# Trecho para leitura
• • • • •

Há quase dois séculos, em 1844, cooperativismo foi a resposta encontrada para dar mais poder de compra a operários da Inglaterra industrial. Assim foi criada a primeira cooperativa moderna. E como as boas ideias são eternas, o movimento segue trazendo frescor para questões econômicas e sociais do presente.
Na cidade de Ananindeua, no Pará, cooperativismo foi a resposta para uma questão delicada: como criar oportunidades de desenvolvimento pessoal e profissional para detentas do sistema carcerário?
O mesmo movimento que gira a economia e gera oportunidades em instituições financeiras, no agronegócio ou no atendimento médico instalou seus valores dentro de uma penitenciária.
Essa é umas das histórias que trago no meu novo livro, o Coopbook Soluções. Ele segue a proposta das outras duas publicações anteriores, de apresentar o cooperativismo de A a Z. Para cada letra, um caso em que uma solução foi criada pelas cooperativas.
A Cooperativa Social de Trabalho Arte Feminina Empreendedora (Coostafe) nasceu em 2014 e foi a primeira cooperativa dentro de um centro de detenção brasileiro. Hoje é modelo para outros presídios que desejam aplicar uma forma não assistencialista para que pessoas privadas de liberdade possam ter acesso ao mundo do trabalho.

• • • • •

[Registros contidos em um conjunto de dados]
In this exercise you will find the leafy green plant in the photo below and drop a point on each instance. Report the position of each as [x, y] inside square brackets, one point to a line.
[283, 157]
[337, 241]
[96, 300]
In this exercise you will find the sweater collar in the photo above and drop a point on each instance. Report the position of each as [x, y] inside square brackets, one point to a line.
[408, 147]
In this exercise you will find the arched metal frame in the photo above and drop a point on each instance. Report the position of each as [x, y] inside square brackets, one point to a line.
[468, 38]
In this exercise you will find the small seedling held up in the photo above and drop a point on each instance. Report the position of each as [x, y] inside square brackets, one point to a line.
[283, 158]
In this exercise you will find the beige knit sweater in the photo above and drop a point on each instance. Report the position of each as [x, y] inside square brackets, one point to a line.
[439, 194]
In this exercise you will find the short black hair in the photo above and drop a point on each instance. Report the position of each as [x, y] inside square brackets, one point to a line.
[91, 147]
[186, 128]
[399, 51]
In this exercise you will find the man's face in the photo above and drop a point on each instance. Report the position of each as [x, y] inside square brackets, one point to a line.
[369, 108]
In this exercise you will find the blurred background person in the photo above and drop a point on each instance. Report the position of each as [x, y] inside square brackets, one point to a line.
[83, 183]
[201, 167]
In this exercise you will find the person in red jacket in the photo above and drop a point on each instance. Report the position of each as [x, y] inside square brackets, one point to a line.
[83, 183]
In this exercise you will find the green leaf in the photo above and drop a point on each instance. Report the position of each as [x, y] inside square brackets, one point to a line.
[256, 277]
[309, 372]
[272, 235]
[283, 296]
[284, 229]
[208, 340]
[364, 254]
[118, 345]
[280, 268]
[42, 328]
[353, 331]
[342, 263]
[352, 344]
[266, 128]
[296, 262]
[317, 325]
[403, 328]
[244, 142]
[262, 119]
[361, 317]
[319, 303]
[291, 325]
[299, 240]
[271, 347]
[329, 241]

• • • • •

# Tarefa A
Segundo o trecho sobre cooperativismo, em que cidade e estado o cooperativismo foi usado para criar oportunidades para detentas?
# Tarefa B
Dê continuidade ao trecho sobre cooperativismo a partir do ponto em que ele termina.

# Resposta escrita A
Em Ananindeua, no Pará.

# Resposta escrita B
A cooperativa funciona no mesmo prédio da casa de detenção, em horário comercial. Costuma ter em média 20 detentas trabalhando, que se dividem entre funções de produção manual dos produtos artesanais, administrativas e de contabilidade.
Como as cooperadas estão sob custódia, a cooperativa tem um tutor, representante da Secretaria de Estado de Administração Penitenciária (Seap) do Pará. Mas os processos de gestão são responsabilidade das próprias cooperadas, assim como a administração financeira. Quando precisam divulgar o trabalho em feiras, quem representa a cooperativa são detentas do regime semiaberto.
Para a maioria das mulheres, a Coostafe é o primeiro ambiente de trabalho com o qual travaram contato na vida. Quase 300 detentas já tiveram a oportunidade de estar ali ao longo dos anos. Apesar de não haver dados oficiais, a Seap garante que quem passa pela Coostafe não retorna ao crime.
Como é uma cooperativa social, a prioridade não é necessariamente o lucro financeiro. A finalidade principal é a integração e a inserção de pessoas em desvantagem social no mercado econômico. Por isso, para ser cooperada o mais importante é desejar ser parte. As mais experientes tratam de ajustar as habilidades das novatas para a adaptação ao mercado.
A iniciativa é acolhida por profissionais e projetos da região, que compartilham conhecimento e abrem oportunidades à Coostafe. Uma das parcerias mais marcantes foi com a Secretaria de Estado da Cultura, que encomendou com a cooperativa a produção de um figurino para um festival de ópera. O trabalho rendeu às custodiadas a oportunidade de assistir à estreia do espetáculo em um dos teatros mais antigos do país, o Theatro da Paz, em Belém.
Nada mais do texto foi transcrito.